With the images removed, write out every line below exactly.
Source material: Begin
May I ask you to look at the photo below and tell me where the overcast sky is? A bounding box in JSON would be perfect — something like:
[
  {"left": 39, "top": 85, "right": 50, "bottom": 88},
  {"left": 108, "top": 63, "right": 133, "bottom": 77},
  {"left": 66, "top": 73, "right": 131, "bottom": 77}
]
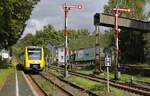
Source material: End
▸ Response to the exercise:
May I ask you to look at the photo below and tell me where the overcast sky is? A bounding box in JSON would be perfect — something like:
[
  {"left": 39, "top": 85, "right": 50, "bottom": 88},
  {"left": 108, "top": 63, "right": 133, "bottom": 77},
  {"left": 66, "top": 73, "right": 131, "bottom": 77}
]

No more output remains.